● PROBLEM DETAILS
When you repeat the listing below, keep every word exactly and leave out each picture.

● RECORDS TO PROCESS
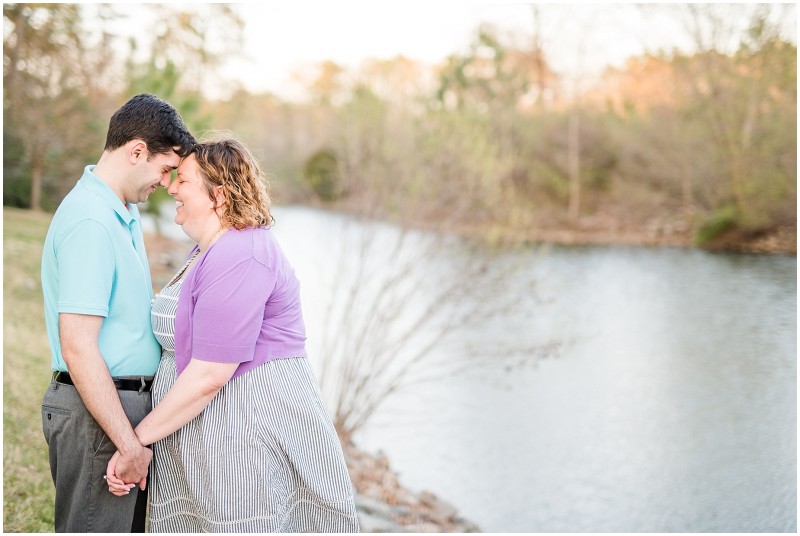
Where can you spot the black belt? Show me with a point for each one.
(123, 384)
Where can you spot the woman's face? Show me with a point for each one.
(195, 211)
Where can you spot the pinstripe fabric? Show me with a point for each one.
(262, 457)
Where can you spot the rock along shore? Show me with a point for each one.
(384, 505)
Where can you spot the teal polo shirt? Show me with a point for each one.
(94, 263)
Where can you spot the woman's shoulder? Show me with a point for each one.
(239, 245)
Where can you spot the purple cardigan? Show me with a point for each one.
(240, 303)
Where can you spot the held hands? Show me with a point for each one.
(121, 469)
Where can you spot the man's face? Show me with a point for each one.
(149, 173)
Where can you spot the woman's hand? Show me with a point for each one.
(115, 485)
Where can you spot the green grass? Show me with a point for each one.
(28, 492)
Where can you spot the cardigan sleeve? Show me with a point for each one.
(229, 313)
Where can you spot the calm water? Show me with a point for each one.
(671, 406)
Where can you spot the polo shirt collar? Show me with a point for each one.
(94, 184)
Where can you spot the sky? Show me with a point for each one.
(281, 38)
(579, 39)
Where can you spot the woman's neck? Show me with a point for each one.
(208, 241)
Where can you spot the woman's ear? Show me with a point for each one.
(219, 197)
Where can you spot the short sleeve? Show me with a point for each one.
(85, 259)
(229, 313)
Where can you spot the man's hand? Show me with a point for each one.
(115, 485)
(133, 467)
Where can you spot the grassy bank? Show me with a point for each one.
(28, 489)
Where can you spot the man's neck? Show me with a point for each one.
(107, 170)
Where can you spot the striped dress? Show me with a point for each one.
(262, 457)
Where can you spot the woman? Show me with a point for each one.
(241, 438)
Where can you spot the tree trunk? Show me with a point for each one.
(36, 181)
(573, 165)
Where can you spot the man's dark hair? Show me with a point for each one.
(146, 117)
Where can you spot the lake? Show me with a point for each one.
(669, 404)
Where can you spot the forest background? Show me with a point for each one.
(498, 140)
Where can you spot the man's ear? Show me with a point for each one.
(137, 151)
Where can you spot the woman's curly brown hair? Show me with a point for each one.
(229, 164)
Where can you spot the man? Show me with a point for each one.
(97, 295)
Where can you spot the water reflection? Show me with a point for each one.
(671, 409)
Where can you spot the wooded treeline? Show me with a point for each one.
(492, 140)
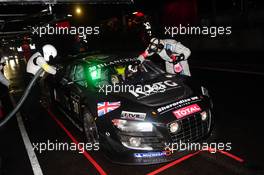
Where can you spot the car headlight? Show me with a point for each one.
(132, 126)
(205, 91)
(204, 115)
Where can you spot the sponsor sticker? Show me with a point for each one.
(105, 107)
(178, 104)
(133, 115)
(150, 154)
(180, 113)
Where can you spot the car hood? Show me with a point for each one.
(157, 92)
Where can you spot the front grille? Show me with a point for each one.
(192, 129)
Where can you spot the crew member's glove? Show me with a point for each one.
(141, 58)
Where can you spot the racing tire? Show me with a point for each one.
(90, 128)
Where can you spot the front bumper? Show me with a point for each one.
(192, 130)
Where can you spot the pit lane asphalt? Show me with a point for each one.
(238, 101)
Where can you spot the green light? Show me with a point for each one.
(95, 73)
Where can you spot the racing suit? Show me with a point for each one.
(3, 79)
(169, 50)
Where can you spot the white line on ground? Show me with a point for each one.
(31, 154)
(227, 70)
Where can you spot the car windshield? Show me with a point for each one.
(125, 73)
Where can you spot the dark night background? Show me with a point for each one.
(231, 66)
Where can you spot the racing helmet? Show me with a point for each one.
(155, 45)
(49, 51)
(120, 70)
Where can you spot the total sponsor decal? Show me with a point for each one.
(150, 154)
(158, 87)
(180, 113)
(105, 107)
(178, 103)
(133, 115)
(117, 61)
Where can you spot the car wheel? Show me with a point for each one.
(90, 128)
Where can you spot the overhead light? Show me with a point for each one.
(19, 49)
(32, 46)
(78, 10)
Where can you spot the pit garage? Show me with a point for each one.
(66, 65)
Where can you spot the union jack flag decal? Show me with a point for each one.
(105, 107)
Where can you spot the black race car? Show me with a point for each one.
(131, 109)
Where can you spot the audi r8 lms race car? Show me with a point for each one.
(131, 109)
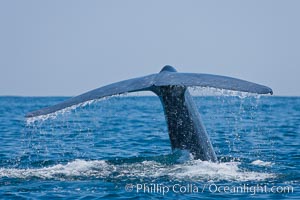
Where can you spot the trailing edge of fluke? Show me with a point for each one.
(186, 130)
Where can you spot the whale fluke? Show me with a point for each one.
(186, 130)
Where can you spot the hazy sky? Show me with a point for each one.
(69, 47)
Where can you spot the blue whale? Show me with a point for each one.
(185, 127)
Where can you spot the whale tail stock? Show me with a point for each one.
(186, 130)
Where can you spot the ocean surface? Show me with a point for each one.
(119, 148)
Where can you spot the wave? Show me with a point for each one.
(194, 170)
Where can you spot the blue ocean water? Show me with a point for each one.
(119, 148)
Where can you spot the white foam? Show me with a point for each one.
(189, 171)
(54, 115)
(262, 163)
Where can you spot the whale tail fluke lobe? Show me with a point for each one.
(166, 77)
(185, 127)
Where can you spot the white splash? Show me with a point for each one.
(54, 115)
(189, 171)
(262, 163)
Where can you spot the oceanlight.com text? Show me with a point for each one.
(211, 188)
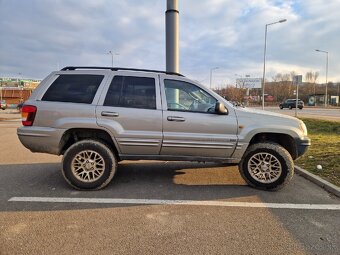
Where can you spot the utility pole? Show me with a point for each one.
(264, 57)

● EXERCISE RESPONSE
Where can you spot the black belt? Show me with a point for each one.
(123, 384)
Where can you spot the woman's face? Show me with a point for each one.
(195, 211)
Where can you spot the pinstripe fabric? Show me with a point for each one.
(262, 457)
Where can you spot the rock along shore? Show me with a point for each one.
(384, 505)
Where can you spot the teal polo shirt? Show me with a point for each one.
(94, 263)
Where can you spot the woman's shoulder? Show me with a point for each one.
(239, 245)
Where can you spot the purple cardigan? Show me with a point for each one.
(240, 303)
Where can you spot the held hands? Show me with a point for each one.
(121, 469)
Where can you spot the man's face? Show me with a point for each one.
(149, 173)
Where can you spot the woman's hand? Show me with a point for each one.
(115, 485)
Where can you spot the green grass? Show me with a point for each one.
(28, 492)
Where can you spot the cardigan sleeve? Show me with a point for each one.
(229, 313)
Where can you spot the calm water? Show me with a point for each one.
(671, 406)
Where can you spot the polo shirt collar? Show me with a point for each one.
(94, 184)
Where can you spot the sky? Show me with a point for each one.
(281, 38)
(579, 39)
Where can you spot the woman's neck? Show me with a point for each one.
(208, 241)
Where can you spot the woman's ear? Show me with a point for each one.
(219, 197)
Where can you spot the short sleeve? Show me with a point for each one.
(85, 259)
(229, 313)
Where can you spot the man's hand? Show me with a point for each one.
(115, 485)
(133, 467)
Where can you spot the grassy bank? Show me with a point for each one.
(28, 489)
Where can you spot the man's neck? Show me with a point for each one.
(107, 170)
Where can you spot the striped dress? Show me with a point for each one.
(262, 457)
Where can you spot the woman? Show me with a point for each one.
(241, 438)
Where can you spot the tree trunk? Show me with a point for each one.
(36, 181)
(573, 165)
Where can you spot the man's dark hair? Show me with a point for each one.
(146, 117)
Where can you spot the lake? Show me with a point for each one.
(669, 404)
Where can you spot the forest background? Show me with a point for each one.
(498, 140)
Where can you spot the man's ear? Show me with a point for each one.
(137, 151)
Where can you spot the woman's curly brown hair? Show me with a point for each one.
(229, 164)
Where can you spot the man? Show me with a point for each one.
(97, 295)
Where can you spot the water reflection? Show me with a point for each one.
(671, 409)
Where can you spot the wooded treeline? Show me with a point for each one.
(492, 140)
Where can you spot the car headlight? Show me with a point for each one.
(132, 126)
(205, 91)
(204, 115)
Where can you spot the sponsor sticker? Show me with a point for each one.
(105, 107)
(178, 104)
(133, 115)
(150, 154)
(180, 113)
Where can you spot the car hood? Show me with a point for each one.
(157, 92)
Where can you spot the front grille? Show me with a point for each one.
(192, 129)
Where can you spot the crew member's glove? Show me with a point for each one.
(141, 58)
Where can you spot the racing tire? Show me with a point for each one.
(90, 128)
Where can you spot the front bumper? Show me with a point for each one.
(192, 130)
Where can you spot the pit lane asphalt? Show me with a point for each one.
(238, 101)
Where can you spot the green light? Show me with a point for each one.
(95, 73)
Where can you spot the racing suit? Show me with a point for each one.
(3, 79)
(169, 50)
Where can you spot the white line on ground? Show me with a point for each one.
(31, 154)
(227, 70)
Where can you spot the car windshield? Show me with a point for each one.
(125, 73)
Where can you spot the dark night background? Show me with a point for each one.
(231, 66)
Where can you spot the racing helmet? Show me with a point for each one.
(155, 45)
(49, 51)
(120, 70)
Where can you spot the total sponsor decal? Show me with a point for each one.
(150, 154)
(158, 87)
(180, 113)
(105, 107)
(178, 103)
(133, 115)
(117, 61)
Where can you spot the car wheel? Show me with a point for each one.
(90, 128)
Where can you spot the overhead light? Show me with a point for each one.
(19, 49)
(32, 46)
(78, 10)
Where can you spot the pit garage? Show me with a point for each one.
(66, 65)
Where can you spot the union jack flag decal? Show me with a point for each one.
(105, 107)
Where can you spot the black race car? Show me with a point for each one.
(131, 109)
Where can you spot the audi r8 lms race car? Show me with a point for each one.
(131, 109)
Where can you spot the trailing edge of fluke? Show me with a point for each one.
(186, 130)
Where can you spot the whale fluke? Show me with a point for each one.
(186, 130)
Where can you spot the hazy sky? Show me with a point for each one.
(69, 47)
Where can you spot the blue whale? Show me with a point for each one.
(185, 127)
Where can you spot the whale tail stock? Show me with a point for each one.
(186, 130)
Where can you spot the ocean surface? Show me with a point for each one.
(119, 148)
Where can you spot the wave? Show me with a point for each one.
(194, 170)
Where can you spot the blue ocean water? Show me with a point for each one.
(119, 148)
Where can you spot the white foam? Show me with a point for each one.
(189, 171)
(54, 115)
(262, 163)
Where can you spot the whale tail fluke lobe? Show me with a point for each one.
(166, 77)
(185, 127)
Where can you spot the white splash? Show me with a point for each one.
(54, 115)
(189, 171)
(262, 163)
Where can you spot the oceanlight.com text? Show me with a point for each one.
(211, 188)
Where can you spot the utility pole? Show me with a point for each one.
(264, 57)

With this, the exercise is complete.